Please count the lines in the listing below that contain the word "white", and reply with only that number.

------------------------------------

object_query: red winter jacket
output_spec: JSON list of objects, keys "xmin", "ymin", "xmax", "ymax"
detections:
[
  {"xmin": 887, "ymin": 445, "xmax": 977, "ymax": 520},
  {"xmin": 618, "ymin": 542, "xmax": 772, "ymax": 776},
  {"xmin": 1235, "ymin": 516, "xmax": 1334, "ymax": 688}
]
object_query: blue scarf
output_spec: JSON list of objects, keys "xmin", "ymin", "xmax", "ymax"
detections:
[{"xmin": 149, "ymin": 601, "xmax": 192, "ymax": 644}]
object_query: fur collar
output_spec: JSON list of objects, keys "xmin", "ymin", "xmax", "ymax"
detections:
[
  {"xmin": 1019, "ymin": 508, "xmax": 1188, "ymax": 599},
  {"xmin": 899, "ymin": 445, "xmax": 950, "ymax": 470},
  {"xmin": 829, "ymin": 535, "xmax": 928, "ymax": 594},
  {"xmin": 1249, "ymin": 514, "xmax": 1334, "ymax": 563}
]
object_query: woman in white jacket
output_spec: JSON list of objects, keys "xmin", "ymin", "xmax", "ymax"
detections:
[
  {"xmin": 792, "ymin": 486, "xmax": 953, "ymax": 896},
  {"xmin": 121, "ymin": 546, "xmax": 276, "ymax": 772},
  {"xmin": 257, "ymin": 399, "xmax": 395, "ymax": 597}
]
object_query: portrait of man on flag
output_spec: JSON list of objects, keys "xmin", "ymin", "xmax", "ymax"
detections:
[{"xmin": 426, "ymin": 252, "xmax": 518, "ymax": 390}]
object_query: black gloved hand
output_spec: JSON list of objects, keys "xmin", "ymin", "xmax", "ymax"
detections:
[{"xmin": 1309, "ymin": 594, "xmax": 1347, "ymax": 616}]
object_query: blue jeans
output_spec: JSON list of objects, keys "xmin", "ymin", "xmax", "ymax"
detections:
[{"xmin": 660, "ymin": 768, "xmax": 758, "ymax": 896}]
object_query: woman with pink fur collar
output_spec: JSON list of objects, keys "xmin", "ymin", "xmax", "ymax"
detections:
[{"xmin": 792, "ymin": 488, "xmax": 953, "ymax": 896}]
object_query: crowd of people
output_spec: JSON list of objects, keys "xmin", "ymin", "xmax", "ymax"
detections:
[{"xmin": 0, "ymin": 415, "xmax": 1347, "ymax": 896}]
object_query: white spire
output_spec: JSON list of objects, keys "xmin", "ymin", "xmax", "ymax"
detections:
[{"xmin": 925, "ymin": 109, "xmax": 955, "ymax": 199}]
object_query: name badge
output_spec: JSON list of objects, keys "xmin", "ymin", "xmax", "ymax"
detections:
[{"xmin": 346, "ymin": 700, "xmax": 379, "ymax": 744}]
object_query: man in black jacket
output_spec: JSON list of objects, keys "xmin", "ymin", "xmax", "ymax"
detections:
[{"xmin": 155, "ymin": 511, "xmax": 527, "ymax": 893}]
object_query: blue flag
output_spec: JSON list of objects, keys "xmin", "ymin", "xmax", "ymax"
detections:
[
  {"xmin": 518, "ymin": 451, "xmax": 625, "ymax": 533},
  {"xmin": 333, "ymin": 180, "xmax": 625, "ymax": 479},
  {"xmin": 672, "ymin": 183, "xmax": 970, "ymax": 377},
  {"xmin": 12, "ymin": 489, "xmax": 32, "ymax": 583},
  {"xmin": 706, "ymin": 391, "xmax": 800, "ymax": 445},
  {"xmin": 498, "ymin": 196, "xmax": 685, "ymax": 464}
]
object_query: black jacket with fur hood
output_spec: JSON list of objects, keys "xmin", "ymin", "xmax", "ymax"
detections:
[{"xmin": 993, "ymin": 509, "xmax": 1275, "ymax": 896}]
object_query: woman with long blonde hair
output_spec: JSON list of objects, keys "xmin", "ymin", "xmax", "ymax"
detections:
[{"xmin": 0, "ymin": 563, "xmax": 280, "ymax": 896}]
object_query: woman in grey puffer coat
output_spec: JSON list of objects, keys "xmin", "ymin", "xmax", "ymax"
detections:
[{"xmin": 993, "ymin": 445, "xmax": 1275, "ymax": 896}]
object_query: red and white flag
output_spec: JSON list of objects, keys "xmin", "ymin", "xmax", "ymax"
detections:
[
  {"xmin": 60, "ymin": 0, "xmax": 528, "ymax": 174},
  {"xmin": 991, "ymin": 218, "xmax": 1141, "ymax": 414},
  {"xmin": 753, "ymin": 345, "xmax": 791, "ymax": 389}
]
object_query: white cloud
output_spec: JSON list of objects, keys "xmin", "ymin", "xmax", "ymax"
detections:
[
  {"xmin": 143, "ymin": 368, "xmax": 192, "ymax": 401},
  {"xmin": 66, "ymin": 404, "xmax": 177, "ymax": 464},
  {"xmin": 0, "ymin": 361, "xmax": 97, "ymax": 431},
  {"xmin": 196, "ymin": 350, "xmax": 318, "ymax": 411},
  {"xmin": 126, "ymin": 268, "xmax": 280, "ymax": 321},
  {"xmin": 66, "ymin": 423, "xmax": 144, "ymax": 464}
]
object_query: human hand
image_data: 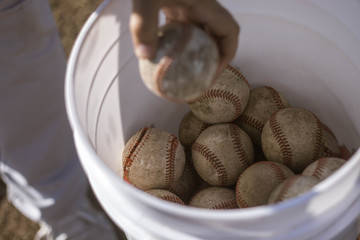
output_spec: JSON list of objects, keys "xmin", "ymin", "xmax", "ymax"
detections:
[{"xmin": 130, "ymin": 0, "xmax": 240, "ymax": 75}]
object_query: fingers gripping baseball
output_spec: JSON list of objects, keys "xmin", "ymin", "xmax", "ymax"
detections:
[{"xmin": 130, "ymin": 0, "xmax": 240, "ymax": 72}]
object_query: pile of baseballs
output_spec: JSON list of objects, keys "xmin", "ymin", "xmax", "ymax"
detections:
[{"xmin": 121, "ymin": 62, "xmax": 347, "ymax": 209}]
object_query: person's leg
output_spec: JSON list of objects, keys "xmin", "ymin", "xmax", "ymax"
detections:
[{"xmin": 0, "ymin": 0, "xmax": 119, "ymax": 239}]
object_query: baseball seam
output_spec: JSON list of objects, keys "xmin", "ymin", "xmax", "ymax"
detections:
[
  {"xmin": 123, "ymin": 127, "xmax": 151, "ymax": 183},
  {"xmin": 239, "ymin": 113, "xmax": 264, "ymax": 133},
  {"xmin": 154, "ymin": 24, "xmax": 192, "ymax": 100},
  {"xmin": 265, "ymin": 87, "xmax": 285, "ymax": 109},
  {"xmin": 229, "ymin": 124, "xmax": 250, "ymax": 166},
  {"xmin": 235, "ymin": 179, "xmax": 249, "ymax": 208},
  {"xmin": 211, "ymin": 199, "xmax": 237, "ymax": 209},
  {"xmin": 226, "ymin": 65, "xmax": 250, "ymax": 89},
  {"xmin": 323, "ymin": 144, "xmax": 340, "ymax": 157},
  {"xmin": 190, "ymin": 89, "xmax": 242, "ymax": 121},
  {"xmin": 191, "ymin": 142, "xmax": 227, "ymax": 185},
  {"xmin": 160, "ymin": 195, "xmax": 184, "ymax": 205},
  {"xmin": 311, "ymin": 158, "xmax": 327, "ymax": 180},
  {"xmin": 165, "ymin": 134, "xmax": 178, "ymax": 187},
  {"xmin": 269, "ymin": 111, "xmax": 293, "ymax": 166}
]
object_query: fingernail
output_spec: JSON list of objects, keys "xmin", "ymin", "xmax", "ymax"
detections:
[{"xmin": 135, "ymin": 44, "xmax": 153, "ymax": 59}]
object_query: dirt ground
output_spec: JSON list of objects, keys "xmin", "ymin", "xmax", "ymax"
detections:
[
  {"xmin": 0, "ymin": 0, "xmax": 360, "ymax": 240},
  {"xmin": 0, "ymin": 0, "xmax": 109, "ymax": 240}
]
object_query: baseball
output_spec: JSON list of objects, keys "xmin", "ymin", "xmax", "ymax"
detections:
[
  {"xmin": 167, "ymin": 160, "xmax": 200, "ymax": 203},
  {"xmin": 122, "ymin": 127, "xmax": 185, "ymax": 190},
  {"xmin": 261, "ymin": 108, "xmax": 323, "ymax": 174},
  {"xmin": 146, "ymin": 189, "xmax": 185, "ymax": 205},
  {"xmin": 139, "ymin": 22, "xmax": 219, "ymax": 102},
  {"xmin": 268, "ymin": 175, "xmax": 320, "ymax": 204},
  {"xmin": 235, "ymin": 161, "xmax": 294, "ymax": 208},
  {"xmin": 191, "ymin": 123, "xmax": 254, "ymax": 186},
  {"xmin": 179, "ymin": 111, "xmax": 210, "ymax": 148},
  {"xmin": 189, "ymin": 65, "xmax": 250, "ymax": 124},
  {"xmin": 235, "ymin": 86, "xmax": 290, "ymax": 146},
  {"xmin": 189, "ymin": 187, "xmax": 238, "ymax": 210},
  {"xmin": 302, "ymin": 157, "xmax": 346, "ymax": 181}
]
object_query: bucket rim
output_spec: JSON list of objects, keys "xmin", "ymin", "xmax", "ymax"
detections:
[{"xmin": 65, "ymin": 0, "xmax": 360, "ymax": 221}]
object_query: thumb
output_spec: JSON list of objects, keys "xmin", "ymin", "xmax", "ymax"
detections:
[{"xmin": 130, "ymin": 0, "xmax": 159, "ymax": 59}]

------------------------------------

== Response to the task ==
4